## Data provided

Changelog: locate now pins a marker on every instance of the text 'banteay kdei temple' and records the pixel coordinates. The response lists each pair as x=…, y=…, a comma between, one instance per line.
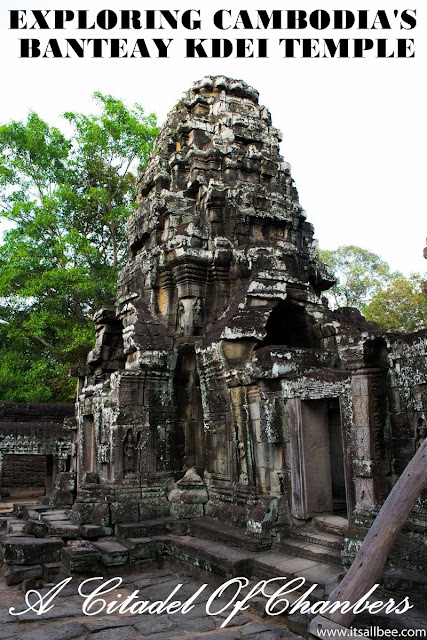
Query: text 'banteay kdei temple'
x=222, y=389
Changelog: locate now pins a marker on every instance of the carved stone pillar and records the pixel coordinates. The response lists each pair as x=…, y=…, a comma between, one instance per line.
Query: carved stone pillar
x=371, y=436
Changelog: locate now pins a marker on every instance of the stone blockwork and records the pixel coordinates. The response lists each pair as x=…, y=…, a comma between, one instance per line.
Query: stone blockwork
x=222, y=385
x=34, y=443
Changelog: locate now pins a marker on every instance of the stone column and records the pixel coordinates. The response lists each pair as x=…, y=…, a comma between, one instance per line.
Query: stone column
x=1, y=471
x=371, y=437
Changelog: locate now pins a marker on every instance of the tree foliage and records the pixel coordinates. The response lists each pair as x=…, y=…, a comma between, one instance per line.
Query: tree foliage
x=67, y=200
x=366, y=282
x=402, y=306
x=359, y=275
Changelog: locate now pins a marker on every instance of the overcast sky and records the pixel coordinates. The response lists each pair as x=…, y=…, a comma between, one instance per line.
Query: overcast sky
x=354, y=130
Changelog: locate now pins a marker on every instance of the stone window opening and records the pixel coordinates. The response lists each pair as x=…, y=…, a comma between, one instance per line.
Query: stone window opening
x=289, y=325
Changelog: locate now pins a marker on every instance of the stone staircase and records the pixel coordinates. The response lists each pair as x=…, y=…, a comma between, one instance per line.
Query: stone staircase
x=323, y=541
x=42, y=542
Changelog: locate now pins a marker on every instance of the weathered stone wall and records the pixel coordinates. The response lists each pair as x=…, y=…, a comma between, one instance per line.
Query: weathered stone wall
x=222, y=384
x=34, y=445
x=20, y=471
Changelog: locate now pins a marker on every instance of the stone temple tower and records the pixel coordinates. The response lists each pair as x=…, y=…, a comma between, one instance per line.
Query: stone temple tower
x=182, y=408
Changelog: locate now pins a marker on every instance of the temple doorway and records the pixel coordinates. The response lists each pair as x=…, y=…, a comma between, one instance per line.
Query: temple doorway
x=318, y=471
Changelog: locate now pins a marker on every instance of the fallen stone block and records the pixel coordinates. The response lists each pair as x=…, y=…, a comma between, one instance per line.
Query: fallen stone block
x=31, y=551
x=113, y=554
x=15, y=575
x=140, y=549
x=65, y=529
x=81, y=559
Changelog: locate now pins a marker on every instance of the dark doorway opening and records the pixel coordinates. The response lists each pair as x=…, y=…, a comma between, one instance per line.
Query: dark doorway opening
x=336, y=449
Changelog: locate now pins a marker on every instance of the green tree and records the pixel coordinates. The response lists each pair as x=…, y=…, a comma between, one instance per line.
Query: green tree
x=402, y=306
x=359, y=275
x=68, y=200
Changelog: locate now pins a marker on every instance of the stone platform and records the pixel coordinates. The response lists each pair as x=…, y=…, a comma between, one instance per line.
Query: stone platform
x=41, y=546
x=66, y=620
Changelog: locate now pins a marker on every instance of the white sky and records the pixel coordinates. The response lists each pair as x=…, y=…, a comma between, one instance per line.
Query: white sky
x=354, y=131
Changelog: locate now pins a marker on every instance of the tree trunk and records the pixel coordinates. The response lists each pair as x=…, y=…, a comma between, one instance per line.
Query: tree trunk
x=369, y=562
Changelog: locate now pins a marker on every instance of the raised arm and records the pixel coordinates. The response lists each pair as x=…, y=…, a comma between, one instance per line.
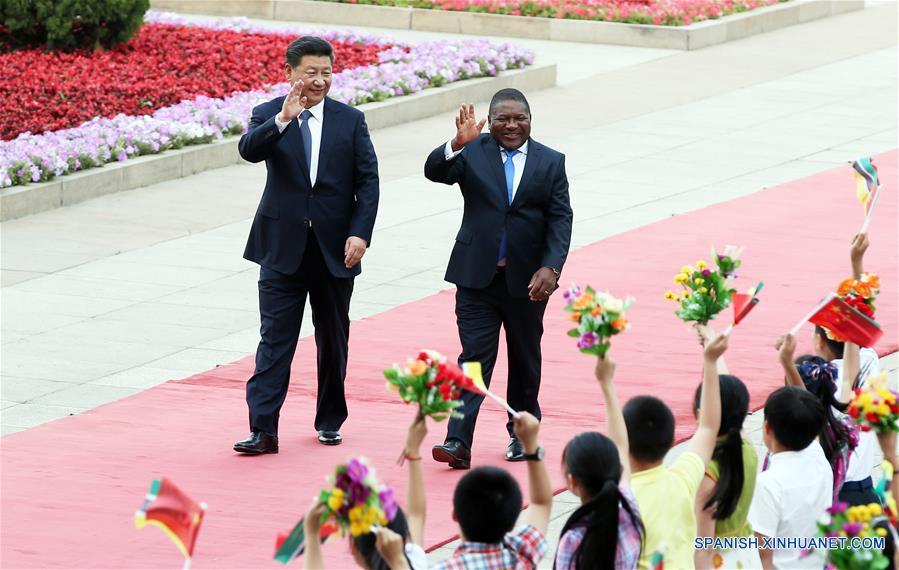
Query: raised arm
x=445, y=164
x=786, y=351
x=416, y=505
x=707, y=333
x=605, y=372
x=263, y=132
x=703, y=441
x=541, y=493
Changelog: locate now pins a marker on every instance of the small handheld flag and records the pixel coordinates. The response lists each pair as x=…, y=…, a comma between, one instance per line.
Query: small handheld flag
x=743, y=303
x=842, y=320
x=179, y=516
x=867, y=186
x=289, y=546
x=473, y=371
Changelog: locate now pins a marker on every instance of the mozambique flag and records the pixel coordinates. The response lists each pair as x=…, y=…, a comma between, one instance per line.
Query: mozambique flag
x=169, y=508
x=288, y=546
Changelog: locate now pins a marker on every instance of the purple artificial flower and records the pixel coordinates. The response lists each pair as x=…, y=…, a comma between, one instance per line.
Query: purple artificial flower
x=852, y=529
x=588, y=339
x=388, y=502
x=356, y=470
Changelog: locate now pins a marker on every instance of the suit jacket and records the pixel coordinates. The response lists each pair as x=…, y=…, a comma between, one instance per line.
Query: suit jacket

## Task to carry out
Within the listing above, filter for lines holding the string "jacket" and copy each one.

## Reply
Changelog: locate now pins a marker on every instance of the suit jacket and records the pixel coordinates. The response lists each pair as x=…, y=…, a comma between, one instance per line.
Query: suit jacket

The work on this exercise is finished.